ИСХОДНЫЙ ТЕКСТ:
**********

Очевидно, в предстоящих исследованиях уточнению подлежат позиции и других слоёв русского пролетариата: молодёжи, кадровых рабочих, представителей разных профессий (особый интерес вызывает позиция печатников и железнодорожников). В том числе важно рассмотреть влияние этих и прочих групп пролетариата на деятельность органов рабочего представительства. Что же касается отмеченной на примере женщин-работниц тенденции к «остыванию» революционных «страстей», то она к октябрю 1917 г. успела проявиться чуть ли не повсеместно, что было подмечено уже современниками и крайне тревожило, по понятным соображениям, лидеров большевизма. Ленину пришлось даже выступить с официальным разъяснением своей позиции по этому поводу. Он уверял, что в рабочей среде приходится иметь дело не с кризисом революции, а с кризисом доверия к мирным способам её обострения31. Возможно это и так, но неужели Ленин не понимал, что, возникнув, кризисные явления могут распространиться и на все стороны психологии масс, в том числе и на их готовность к массовым вооружённым выступлениям?

**********

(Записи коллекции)
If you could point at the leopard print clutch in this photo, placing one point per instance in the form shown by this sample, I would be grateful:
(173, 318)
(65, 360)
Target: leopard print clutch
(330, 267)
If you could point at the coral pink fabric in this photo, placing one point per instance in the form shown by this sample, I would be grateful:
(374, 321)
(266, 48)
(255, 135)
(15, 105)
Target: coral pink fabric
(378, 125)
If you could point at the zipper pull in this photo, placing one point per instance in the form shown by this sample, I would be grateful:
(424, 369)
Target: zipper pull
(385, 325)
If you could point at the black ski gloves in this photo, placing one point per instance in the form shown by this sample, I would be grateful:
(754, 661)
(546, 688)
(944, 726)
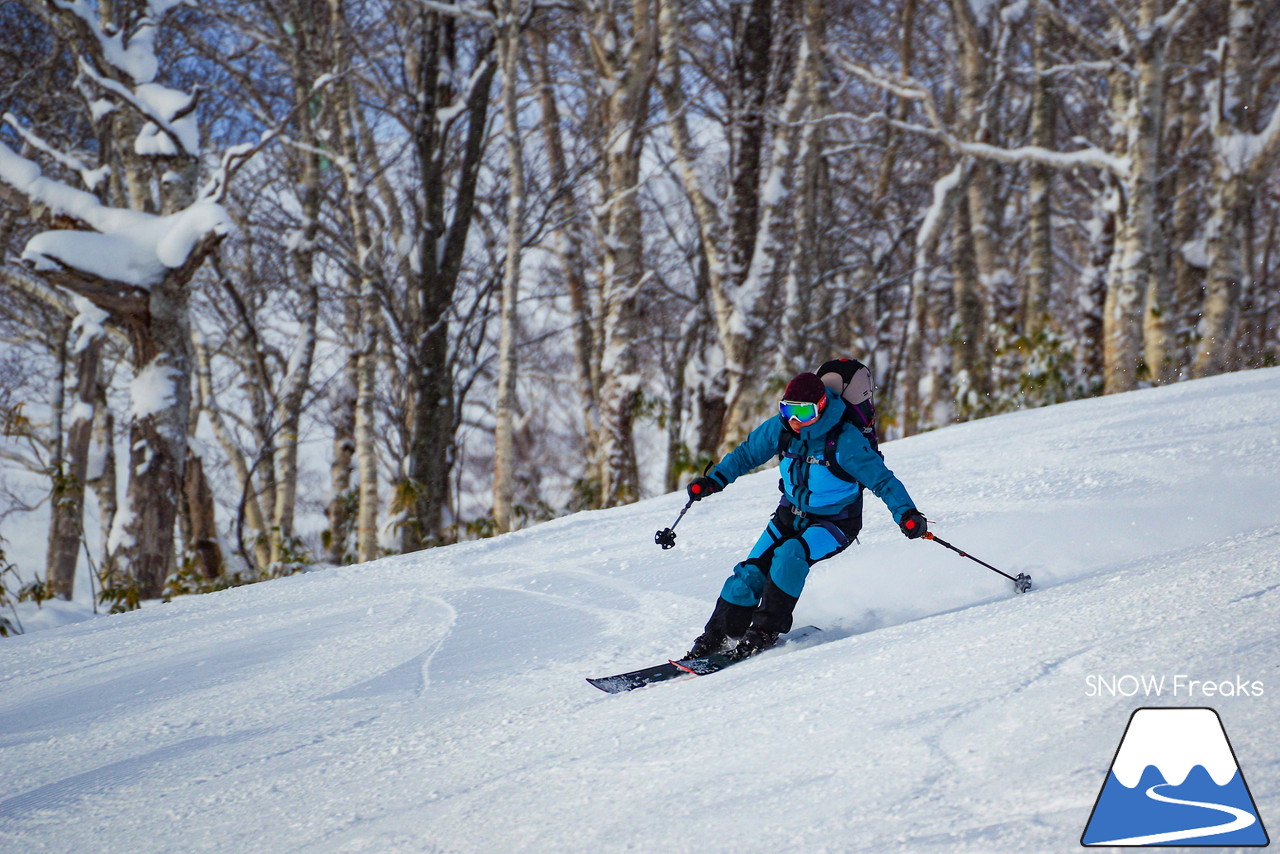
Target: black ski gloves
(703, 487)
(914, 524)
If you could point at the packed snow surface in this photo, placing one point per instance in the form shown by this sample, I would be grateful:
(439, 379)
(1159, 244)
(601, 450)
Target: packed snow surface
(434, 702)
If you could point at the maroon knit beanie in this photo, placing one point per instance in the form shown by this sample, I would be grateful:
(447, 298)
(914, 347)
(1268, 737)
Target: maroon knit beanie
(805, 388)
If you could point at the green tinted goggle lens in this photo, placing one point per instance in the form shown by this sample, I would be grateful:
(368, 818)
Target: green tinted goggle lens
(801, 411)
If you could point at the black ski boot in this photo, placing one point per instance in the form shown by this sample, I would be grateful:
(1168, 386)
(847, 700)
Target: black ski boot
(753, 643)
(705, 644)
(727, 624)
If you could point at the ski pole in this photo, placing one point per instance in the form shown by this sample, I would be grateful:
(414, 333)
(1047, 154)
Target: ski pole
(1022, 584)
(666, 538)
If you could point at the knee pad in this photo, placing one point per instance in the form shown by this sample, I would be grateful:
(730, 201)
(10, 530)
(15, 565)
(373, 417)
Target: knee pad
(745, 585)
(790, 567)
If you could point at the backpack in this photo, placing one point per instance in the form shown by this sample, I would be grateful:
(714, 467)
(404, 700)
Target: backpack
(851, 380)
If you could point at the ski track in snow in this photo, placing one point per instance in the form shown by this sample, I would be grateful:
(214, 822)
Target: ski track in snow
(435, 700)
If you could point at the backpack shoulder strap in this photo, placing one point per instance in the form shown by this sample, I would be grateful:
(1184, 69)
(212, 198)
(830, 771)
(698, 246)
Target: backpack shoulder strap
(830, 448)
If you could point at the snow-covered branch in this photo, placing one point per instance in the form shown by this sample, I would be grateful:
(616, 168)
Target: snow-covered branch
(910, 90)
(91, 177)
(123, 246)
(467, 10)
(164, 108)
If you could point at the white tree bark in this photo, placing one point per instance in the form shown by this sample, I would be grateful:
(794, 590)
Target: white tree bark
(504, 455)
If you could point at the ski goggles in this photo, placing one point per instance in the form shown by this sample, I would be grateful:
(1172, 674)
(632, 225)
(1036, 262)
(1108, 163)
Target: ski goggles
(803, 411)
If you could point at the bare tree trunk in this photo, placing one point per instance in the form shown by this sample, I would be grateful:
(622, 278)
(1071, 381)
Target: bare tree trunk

**********

ПИСЬМЕННЫЕ ЗАДАНИЯ:
[A] Определите, согласуются ли с текстом о русском пролетариате 1917 года следующие утверждения: (i) Ленин выступил с официальным разъяснением своей позиции; (ii) к октябрю 1917 г. тенденция к «остыванию» революционных «страстей» проявилась только среди женщин-работниц; (iii) особый интерес, согласно тексту, вызывает позиция шахтёров. Для каждого утверждения ответьте «да» или «нет» и дословно процитируйте решающие слова текста.
[B] Переименуйте «bare tree trunk» в «leafless tree trunk» в записях, начиная со строки, содержащей «If you could point at the bare», и до конца записей включительно. Всё прочее оставьте без изменений и приведите только эти строки.
Текст и записи никак не связаны между собой.

НАБОР ОТВЕТОВ:
[A]
(i) Да: «Ленину пришлось даже выступить с официальным разъяснением своей позиции по этому поводу».
(ii) Нет: «она к октябрю 1917 г. успела проявиться чуть ли не повсеместно».
(iii) Нет: «особый интерес вызывает позиция печатников и железнодорожников».

[B]
If you could point at the leafless tree trunk in this photo, placing one point per instance in the form shown by this sample, I would be grateful:
(622, 278)
(1071, 381)
Target: leafless tree trunk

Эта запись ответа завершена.